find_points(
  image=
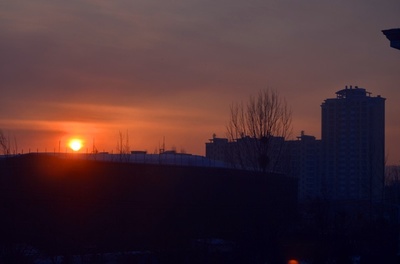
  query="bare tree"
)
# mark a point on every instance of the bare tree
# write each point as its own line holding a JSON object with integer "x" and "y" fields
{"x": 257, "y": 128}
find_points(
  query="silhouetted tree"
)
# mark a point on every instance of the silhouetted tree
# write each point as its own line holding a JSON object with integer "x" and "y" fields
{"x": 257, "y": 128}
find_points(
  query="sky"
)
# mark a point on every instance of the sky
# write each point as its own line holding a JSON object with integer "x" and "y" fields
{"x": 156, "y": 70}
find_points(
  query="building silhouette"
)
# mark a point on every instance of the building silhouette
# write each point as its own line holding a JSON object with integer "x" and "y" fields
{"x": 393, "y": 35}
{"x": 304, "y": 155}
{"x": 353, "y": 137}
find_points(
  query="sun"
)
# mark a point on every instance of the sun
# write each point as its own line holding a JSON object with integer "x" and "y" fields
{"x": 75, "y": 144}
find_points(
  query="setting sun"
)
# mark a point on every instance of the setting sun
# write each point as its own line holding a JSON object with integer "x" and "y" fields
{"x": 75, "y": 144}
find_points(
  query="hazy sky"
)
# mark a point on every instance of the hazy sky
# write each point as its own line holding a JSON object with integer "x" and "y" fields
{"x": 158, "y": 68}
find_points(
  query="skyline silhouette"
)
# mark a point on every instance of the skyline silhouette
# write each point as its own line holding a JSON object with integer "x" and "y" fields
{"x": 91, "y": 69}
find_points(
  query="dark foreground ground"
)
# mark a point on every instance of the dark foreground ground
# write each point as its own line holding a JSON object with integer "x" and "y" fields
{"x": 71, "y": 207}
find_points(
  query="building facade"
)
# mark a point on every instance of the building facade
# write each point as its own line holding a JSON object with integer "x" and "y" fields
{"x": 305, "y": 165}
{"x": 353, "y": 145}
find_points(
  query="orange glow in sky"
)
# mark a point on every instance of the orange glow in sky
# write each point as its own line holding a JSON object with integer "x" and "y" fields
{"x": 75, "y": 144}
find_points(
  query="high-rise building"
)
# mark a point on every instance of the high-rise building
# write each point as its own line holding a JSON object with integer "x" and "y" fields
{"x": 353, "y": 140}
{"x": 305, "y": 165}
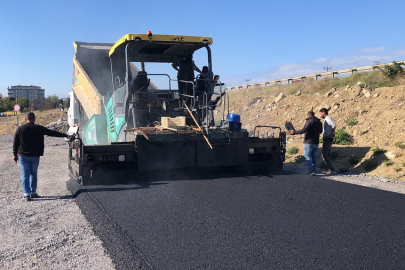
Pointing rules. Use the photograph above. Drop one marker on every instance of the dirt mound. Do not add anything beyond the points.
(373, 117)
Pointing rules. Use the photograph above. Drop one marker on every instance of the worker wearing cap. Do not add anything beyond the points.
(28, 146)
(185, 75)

::::::

## [Exercise directions]
Return the listing above in full and without alteration, excluding its pictures.

## [Task output]
find_points(
  image=
  query="bare tree"
)
# mark a point on every instance of the bare tree
# write each point as its own line holding a JSON object with integer "x" and "y" fields
{"x": 257, "y": 128}
find_points(
  query="silhouetted tree"
)
# mark a point on every instance of the silhouetted tree
# write each point as its own line holding a JSON object with integer "x" and "y" fields
{"x": 257, "y": 128}
find_points(
  query="sky"
)
# mark a point on every instance of the sky
# write each point as its own line holding a JSON object with integer "x" and "y" fields
{"x": 156, "y": 70}
find_points(
  query="building silhouette"
)
# mark a point on every instance of the building silhouette
# write each point as its own line holding a JSON object with integer "x" and "y" fields
{"x": 393, "y": 35}
{"x": 304, "y": 155}
{"x": 353, "y": 137}
find_points(
  query="sun"
)
# mark a point on every instance of the sun
# write each point as its own line holding a JSON object with integer "x" and "y" fields
{"x": 75, "y": 144}
find_points(
  query="setting sun"
)
# mark a point on every instance of the setting sun
# write each point as its own line holding a JSON object with integer "x" and "y" fields
{"x": 75, "y": 144}
find_points(
  query="hazy sky"
)
# mark a point on every instance of the hazy sky
# write each point as its own line holding a JSON object with integer "x" and "y" fields
{"x": 158, "y": 68}
find_points(
  query="skyline silhouette"
)
# mark a point on every instance of the skyline silhouette
# write each point as its own line holding a JSON object with integer "x" and "y" fields
{"x": 91, "y": 69}
find_points(
  query="dark foreground ground"
)
# mark a point on every instance of the dark foreground ground
# write each point as its own line holding a JSON object with integer "x" and "y" fields
{"x": 71, "y": 207}
find_points(
  query="building facade"
)
# mark a point on every instance of the building facade
# write each point as its own line holding a JSON object with integer "x" and "y" fields
{"x": 305, "y": 165}
{"x": 353, "y": 145}
find_points(
  query="orange glow in sky"
)
# mark a point on every instance of the orange glow in sky
# write each point as its own line holding a JSON object with integer "x" and "y" fields
{"x": 75, "y": 144}
find_points(
  query="high-rise building"
)
# mark a point on every instance of the high-rise building
# write each point as its own line holding a JSON object with integer "x" and "y" fields
{"x": 353, "y": 140}
{"x": 305, "y": 165}
Pointing rules. Use the photograph above. Drop one marker on every instance of the dirt mound. Do not add anything beyond the points.
(373, 117)
Pointing rules. Use the photograph above. Drop one marker on every instance of the worker wearing cap. Do not add anything beyond the points.
(28, 146)
(185, 75)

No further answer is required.